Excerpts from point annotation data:
=======

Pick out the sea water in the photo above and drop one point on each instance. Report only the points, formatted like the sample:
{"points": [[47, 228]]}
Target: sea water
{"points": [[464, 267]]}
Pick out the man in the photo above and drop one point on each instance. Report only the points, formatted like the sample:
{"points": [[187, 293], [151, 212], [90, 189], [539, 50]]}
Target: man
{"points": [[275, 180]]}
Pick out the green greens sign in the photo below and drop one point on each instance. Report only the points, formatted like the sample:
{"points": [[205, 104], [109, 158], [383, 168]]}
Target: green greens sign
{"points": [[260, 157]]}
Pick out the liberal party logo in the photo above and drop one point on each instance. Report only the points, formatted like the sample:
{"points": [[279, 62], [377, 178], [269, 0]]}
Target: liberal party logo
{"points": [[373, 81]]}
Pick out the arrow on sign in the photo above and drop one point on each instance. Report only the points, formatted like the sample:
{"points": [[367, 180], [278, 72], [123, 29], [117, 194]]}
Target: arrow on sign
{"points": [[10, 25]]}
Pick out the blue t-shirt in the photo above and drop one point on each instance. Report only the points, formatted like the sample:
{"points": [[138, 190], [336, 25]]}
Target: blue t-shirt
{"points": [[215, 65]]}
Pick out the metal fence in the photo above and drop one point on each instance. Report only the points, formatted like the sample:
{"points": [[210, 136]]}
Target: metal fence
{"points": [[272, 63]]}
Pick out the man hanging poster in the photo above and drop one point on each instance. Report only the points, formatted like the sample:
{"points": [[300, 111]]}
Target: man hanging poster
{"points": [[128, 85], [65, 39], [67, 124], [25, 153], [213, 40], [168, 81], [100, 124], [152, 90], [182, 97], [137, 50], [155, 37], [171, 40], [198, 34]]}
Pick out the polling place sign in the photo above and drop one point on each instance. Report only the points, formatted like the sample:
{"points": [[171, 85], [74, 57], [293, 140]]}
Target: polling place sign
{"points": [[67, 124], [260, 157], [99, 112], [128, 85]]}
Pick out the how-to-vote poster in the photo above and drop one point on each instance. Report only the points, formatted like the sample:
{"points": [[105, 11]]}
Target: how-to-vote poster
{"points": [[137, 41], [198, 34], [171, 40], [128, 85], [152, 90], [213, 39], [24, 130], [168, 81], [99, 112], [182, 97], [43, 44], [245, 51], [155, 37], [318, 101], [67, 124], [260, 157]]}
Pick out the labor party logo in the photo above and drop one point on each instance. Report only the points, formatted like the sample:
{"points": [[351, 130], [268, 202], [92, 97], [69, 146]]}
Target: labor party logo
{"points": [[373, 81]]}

=======

Work to do: Lay out the listing above as a Markdown table with two columns, "Row" and "Line". Give each line of the listing its own numbered row, and leave out blank lines.

Result of this exercise:
| Row | Line |
|---|---|
| 1 | Pick out the sea water in the photo above and drop one point on each instance. Report only the points, formatted like the sample: |
| 2 | {"points": [[47, 228]]} |
| 3 | Target: sea water |
| 4 | {"points": [[464, 267]]} |
| 5 | Pick out the man in the photo above and drop one point on each instance. Report only the points, formatted like the sample: |
| 6 | {"points": [[187, 293], [151, 212], [90, 189], [539, 50]]} |
| 7 | Target: man |
| 8 | {"points": [[275, 180]]} |
| 9 | Pick out the green greens sign in the photo below and drop one point on each instance. Report only the points, formatted like the sample: |
| 10 | {"points": [[205, 104], [109, 158], [383, 168]]} |
| 11 | Target: green greens sign |
| 12 | {"points": [[260, 157]]} |
| 13 | Pick out the liberal party logo in the photo above and drop one point on each instance. Report only the points, formatted like the sample: |
| 14 | {"points": [[279, 62], [377, 178], [269, 0]]} |
| 15 | Target: liberal party logo |
| 16 | {"points": [[373, 81]]} |
| 17 | Pick out the arrow on sign in the photo above and drop one point on each instance. Report only the points, formatted like the sample: |
| 18 | {"points": [[367, 180], [278, 72], [123, 29], [117, 194]]} |
| 19 | Target: arrow on sign |
| 20 | {"points": [[10, 25]]} |
| 21 | Pick out the blue t-shirt in the photo above and drop one point on each instance. Report only the points, formatted like the sample: |
| 22 | {"points": [[138, 190], [336, 25]]} |
| 23 | Target: blue t-shirt |
| 24 | {"points": [[215, 65]]} |
| 25 | Pick out the metal fence in the photo above and drop one point on each instance. Report only the points, formatted like the sample: |
| 26 | {"points": [[210, 136]]} |
| 27 | Target: metal fence |
| 28 | {"points": [[272, 63]]} |
| 29 | Pick out the man hanging poster in the photo above and drop one point on each instance. Report only the points, formatted like the sample: |
| 30 | {"points": [[300, 111]]} |
| 31 | Target: man hanging poster |
| 32 | {"points": [[128, 85], [65, 39], [67, 124], [25, 153], [213, 40], [168, 81], [100, 124], [152, 90], [182, 97], [137, 50], [155, 37], [171, 40], [198, 34]]} |
| 33 | Pick out the polling place sign in the photo above and drop one point on each instance. Report only the points, formatted like the sample: |
| 34 | {"points": [[171, 85], [74, 57], [293, 140]]} |
| 35 | Target: polling place sign |
| 36 | {"points": [[67, 124], [260, 157], [99, 112], [128, 85]]} |
| 37 | Pick out the how-to-vote poster in the photo above and drop one point on each instance. Report only the points, formatted like the sample: |
| 38 | {"points": [[105, 11]]} |
| 39 | Target: how-to-vote poster |
| 40 | {"points": [[137, 41], [198, 34], [171, 40], [128, 85], [152, 90], [213, 39], [24, 130], [168, 81], [99, 112], [182, 97], [43, 44], [245, 51], [155, 37], [318, 101], [67, 124], [260, 157]]} |
| 41 | Pick out the labor party logo in the photo above and drop one point on each instance. Report only the points, formatted like the sample: |
| 42 | {"points": [[351, 130], [268, 202], [92, 97], [69, 146]]} |
| 43 | Target: labor party logo |
| 44 | {"points": [[373, 81]]} |